Excerto do texto:
Acórdão nº 01088/05.3BEBRG de Tribunal Central Administrativo Norte, 24 de Maio de 2007
Magistrado Responsável | Dr |
Data da Resolução | 24 de Maio de 2007 |
Emissor | Tribunal Central Administrativo Norte |
Acordam, em conferência, os Juízes da Secção de Contencioso Administrativo do Tribunal Central Administrativo Norte: Relatório Associação ….
– com sede na rua …, Braga – interpõe recurso jurisdicional da decisão proferida pelo Tribunal Administrativo e Fiscal [TAF] de Braga – em 29 de Maio de 2006 – que, com fundamento na sua ilegitimidade, absolveu da instância a Comissão Regional da Grande Área Metropolitana do Minho [CR] e a sociedade M…, SGPS, Lda.
[MS] – a decisão foi proferida no âmbito de uma acção administrativa especial em que a A... pedia a anulação da deliberação de 4 de Julho de 2005 da CR que autorizou a MS a instalar um estabelecimento comercial de retalho não alimentar no lugar de Senra de Abaixo, freguesia de Lamaçães, concelho de Braga.

Tarefa proposta:
Responda às seguintes perguntas com base no acórdão.
(a) Em que data o Tribunal Administrativo e Fiscal de Braga proferiu a decisão recorrida?
(b) Que entidades foram absolvidas da instância por essa decisão?
(c) Em que freguesia a deliberação autorizou a instalação do estabelecimento comercial?

Material fornecido:
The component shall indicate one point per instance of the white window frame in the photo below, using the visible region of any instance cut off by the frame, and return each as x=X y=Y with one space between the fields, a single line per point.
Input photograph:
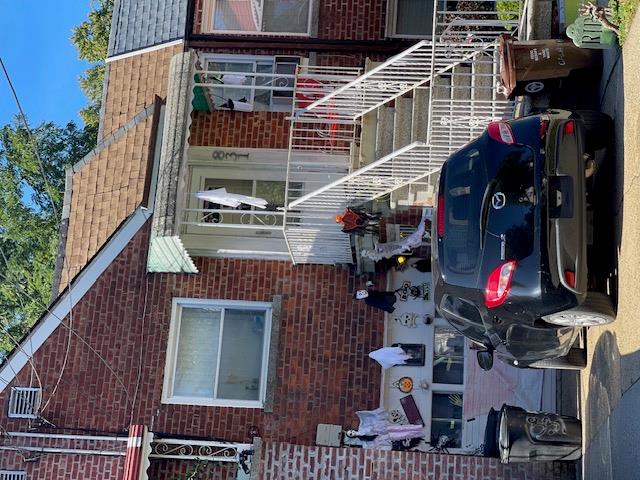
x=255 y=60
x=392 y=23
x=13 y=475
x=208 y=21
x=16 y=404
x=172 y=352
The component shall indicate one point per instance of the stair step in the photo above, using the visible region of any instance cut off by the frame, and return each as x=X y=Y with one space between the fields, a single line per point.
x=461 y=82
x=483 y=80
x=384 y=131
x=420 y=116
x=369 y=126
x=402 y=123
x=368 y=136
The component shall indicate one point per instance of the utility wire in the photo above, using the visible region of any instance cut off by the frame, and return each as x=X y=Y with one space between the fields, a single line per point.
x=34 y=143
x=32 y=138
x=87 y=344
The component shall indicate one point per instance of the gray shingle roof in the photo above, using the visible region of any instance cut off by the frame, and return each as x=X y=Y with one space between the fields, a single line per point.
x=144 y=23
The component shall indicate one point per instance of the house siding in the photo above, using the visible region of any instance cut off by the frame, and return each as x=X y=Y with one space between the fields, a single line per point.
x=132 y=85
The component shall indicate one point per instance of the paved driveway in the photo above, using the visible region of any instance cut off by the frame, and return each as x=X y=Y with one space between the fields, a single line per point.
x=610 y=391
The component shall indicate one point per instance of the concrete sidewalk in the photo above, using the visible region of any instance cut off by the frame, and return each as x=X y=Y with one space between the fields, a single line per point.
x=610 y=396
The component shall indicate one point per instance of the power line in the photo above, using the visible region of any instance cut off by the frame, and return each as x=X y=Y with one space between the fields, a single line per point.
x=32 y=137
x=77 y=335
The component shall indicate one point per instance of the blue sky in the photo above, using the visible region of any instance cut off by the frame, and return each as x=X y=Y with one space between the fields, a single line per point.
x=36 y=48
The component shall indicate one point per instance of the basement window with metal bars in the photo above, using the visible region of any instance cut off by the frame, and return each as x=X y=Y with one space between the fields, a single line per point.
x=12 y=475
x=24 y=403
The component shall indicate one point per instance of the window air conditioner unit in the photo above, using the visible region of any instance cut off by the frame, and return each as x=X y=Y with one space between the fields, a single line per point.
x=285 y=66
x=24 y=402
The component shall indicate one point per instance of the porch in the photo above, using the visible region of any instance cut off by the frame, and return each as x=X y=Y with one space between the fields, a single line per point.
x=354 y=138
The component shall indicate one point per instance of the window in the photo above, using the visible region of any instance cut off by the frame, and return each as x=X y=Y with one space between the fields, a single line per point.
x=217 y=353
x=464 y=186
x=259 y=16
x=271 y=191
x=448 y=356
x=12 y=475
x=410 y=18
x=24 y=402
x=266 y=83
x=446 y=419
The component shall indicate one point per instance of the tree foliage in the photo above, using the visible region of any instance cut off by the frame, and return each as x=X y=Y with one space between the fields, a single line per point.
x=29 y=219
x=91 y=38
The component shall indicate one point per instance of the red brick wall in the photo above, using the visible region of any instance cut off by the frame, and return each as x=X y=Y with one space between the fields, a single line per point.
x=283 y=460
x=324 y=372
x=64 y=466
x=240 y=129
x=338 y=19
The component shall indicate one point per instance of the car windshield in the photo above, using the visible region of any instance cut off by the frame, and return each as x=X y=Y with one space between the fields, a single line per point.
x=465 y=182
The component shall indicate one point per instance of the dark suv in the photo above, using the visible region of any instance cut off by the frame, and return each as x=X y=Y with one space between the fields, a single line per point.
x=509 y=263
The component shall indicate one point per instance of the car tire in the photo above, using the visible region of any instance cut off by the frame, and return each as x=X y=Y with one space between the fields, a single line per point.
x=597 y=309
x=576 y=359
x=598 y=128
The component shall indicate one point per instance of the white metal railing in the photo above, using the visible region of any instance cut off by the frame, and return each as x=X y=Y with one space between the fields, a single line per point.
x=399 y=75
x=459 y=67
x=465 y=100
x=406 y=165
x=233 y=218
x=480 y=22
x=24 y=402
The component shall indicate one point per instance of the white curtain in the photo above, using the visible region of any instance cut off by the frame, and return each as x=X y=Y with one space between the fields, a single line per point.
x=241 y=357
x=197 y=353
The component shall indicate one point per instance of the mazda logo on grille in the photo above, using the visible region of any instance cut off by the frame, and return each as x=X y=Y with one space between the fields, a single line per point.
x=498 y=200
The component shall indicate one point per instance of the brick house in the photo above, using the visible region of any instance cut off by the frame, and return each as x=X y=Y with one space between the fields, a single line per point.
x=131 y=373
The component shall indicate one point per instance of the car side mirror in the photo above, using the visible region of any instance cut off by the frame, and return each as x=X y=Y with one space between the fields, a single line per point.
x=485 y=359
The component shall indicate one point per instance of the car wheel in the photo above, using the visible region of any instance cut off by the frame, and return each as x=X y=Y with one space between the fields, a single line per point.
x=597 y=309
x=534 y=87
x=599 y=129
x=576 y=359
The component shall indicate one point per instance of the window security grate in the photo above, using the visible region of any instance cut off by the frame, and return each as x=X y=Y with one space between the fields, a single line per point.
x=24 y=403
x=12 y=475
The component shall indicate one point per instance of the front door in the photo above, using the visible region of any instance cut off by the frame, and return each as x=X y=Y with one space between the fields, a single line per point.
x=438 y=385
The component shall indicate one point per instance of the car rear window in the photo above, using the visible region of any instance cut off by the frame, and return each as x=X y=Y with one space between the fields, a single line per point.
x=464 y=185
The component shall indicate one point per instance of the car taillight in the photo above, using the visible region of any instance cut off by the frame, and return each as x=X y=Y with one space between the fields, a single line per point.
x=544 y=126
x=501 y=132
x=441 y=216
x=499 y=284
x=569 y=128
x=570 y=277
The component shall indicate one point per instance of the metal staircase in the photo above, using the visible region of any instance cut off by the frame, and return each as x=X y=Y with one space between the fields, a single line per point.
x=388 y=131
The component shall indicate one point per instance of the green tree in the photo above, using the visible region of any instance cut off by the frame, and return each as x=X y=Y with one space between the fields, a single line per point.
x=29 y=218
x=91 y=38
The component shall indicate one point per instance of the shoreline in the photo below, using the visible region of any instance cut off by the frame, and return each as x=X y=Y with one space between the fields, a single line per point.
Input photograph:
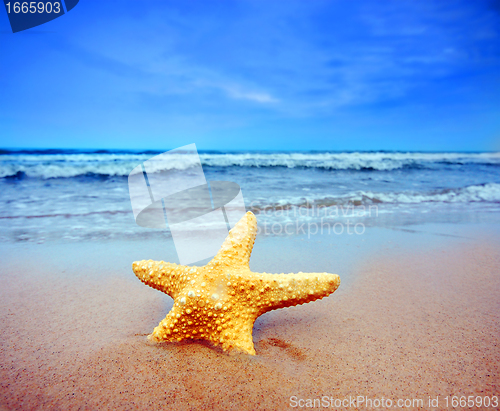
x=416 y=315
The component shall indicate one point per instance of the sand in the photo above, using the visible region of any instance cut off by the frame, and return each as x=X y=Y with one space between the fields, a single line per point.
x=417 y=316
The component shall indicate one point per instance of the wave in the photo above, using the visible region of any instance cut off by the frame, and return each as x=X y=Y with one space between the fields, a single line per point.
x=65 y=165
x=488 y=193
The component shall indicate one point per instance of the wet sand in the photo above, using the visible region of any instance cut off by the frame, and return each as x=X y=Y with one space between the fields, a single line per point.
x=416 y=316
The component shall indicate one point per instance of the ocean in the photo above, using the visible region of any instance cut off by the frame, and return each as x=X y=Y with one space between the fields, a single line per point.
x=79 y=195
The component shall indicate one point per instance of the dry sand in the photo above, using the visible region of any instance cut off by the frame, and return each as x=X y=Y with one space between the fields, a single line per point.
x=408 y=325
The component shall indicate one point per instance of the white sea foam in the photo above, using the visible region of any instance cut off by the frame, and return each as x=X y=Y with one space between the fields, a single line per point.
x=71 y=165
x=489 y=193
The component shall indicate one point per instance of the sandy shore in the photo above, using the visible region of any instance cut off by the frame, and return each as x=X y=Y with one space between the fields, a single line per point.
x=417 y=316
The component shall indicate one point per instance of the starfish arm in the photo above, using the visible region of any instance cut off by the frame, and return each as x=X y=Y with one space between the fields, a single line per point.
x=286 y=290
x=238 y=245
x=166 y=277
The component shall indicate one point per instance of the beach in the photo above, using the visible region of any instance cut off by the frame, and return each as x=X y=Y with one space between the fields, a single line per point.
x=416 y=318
...
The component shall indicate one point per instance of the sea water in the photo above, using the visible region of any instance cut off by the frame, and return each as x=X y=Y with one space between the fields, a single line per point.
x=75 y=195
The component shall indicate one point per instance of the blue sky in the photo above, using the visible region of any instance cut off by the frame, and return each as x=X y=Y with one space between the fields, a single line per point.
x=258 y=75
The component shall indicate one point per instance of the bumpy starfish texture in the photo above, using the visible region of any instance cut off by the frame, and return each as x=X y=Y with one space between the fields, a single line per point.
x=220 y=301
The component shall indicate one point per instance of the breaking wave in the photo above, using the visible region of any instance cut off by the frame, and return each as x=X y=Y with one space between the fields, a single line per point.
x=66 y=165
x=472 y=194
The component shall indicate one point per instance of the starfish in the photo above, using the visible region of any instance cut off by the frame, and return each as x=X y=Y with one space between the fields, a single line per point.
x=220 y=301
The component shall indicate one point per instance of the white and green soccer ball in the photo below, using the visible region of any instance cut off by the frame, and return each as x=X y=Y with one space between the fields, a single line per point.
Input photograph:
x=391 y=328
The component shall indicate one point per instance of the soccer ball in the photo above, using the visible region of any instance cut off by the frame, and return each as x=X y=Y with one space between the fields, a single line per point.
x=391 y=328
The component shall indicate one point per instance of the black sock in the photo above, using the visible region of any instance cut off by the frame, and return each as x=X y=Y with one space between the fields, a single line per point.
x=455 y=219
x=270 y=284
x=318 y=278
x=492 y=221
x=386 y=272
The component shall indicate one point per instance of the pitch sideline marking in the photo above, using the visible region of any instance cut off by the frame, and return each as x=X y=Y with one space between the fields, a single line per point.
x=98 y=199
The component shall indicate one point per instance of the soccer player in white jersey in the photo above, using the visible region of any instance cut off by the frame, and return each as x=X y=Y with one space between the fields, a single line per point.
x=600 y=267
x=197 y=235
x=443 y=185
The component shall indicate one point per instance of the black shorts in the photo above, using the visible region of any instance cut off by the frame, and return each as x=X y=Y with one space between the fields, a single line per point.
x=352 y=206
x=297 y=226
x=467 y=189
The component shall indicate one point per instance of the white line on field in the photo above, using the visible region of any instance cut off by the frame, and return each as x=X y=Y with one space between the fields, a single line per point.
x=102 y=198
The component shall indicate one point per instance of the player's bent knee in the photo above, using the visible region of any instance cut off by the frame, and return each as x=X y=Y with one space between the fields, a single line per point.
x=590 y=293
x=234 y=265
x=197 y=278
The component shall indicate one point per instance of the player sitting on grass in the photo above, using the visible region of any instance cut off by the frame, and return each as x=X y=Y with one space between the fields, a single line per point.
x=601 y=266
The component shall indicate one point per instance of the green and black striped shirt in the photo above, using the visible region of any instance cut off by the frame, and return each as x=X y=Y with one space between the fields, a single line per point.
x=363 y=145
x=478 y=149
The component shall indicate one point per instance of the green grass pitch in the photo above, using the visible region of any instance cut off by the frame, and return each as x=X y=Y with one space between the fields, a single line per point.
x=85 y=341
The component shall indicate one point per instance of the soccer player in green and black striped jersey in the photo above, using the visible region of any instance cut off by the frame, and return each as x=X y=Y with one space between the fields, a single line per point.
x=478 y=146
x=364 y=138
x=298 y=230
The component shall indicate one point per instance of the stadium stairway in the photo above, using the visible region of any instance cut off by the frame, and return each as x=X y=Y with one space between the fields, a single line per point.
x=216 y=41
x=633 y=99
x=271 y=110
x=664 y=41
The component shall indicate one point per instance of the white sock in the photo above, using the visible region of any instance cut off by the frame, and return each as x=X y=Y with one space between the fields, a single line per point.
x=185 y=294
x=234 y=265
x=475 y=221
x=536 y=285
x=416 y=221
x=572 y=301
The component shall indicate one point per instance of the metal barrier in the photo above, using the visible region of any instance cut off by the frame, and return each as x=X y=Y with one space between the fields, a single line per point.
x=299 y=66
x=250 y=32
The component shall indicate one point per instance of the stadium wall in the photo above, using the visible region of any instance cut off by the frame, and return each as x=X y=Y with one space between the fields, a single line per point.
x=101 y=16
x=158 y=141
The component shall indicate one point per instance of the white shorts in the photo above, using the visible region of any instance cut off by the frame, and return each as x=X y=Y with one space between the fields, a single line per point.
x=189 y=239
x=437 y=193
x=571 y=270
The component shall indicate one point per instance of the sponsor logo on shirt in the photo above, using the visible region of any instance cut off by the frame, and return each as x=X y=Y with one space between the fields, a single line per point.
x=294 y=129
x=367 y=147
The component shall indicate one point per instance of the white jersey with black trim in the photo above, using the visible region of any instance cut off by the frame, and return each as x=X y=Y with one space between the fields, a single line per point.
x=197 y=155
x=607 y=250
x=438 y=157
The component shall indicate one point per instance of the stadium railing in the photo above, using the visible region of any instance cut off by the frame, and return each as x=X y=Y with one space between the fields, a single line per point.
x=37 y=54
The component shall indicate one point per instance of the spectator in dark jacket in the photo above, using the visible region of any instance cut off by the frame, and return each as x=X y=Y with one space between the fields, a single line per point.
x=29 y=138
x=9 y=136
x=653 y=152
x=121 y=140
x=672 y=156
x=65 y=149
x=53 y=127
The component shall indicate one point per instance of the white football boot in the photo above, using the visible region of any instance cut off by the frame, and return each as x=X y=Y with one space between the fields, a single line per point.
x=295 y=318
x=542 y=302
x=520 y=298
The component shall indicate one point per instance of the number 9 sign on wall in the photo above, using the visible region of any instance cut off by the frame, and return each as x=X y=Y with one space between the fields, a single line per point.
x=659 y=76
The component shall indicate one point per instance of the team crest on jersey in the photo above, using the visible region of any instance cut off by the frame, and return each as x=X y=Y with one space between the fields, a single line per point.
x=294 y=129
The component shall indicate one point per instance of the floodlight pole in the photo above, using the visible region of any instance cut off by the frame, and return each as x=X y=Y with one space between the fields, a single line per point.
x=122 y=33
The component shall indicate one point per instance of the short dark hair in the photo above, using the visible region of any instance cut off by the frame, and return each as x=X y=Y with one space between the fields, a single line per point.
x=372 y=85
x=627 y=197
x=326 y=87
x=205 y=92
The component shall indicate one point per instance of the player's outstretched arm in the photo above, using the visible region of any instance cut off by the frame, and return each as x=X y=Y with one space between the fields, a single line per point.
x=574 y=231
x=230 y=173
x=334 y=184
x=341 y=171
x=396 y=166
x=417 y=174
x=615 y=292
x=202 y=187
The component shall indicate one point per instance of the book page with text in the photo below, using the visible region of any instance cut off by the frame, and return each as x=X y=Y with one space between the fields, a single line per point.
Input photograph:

Resposta da tarefa:
(a) Em 29 de Maio de 2006.
(b) A Comissão Regional da Grande Área Metropolitana do Minho e a sociedade M…, SGPS, Lda.
(c) Na freguesia de Lamaçães.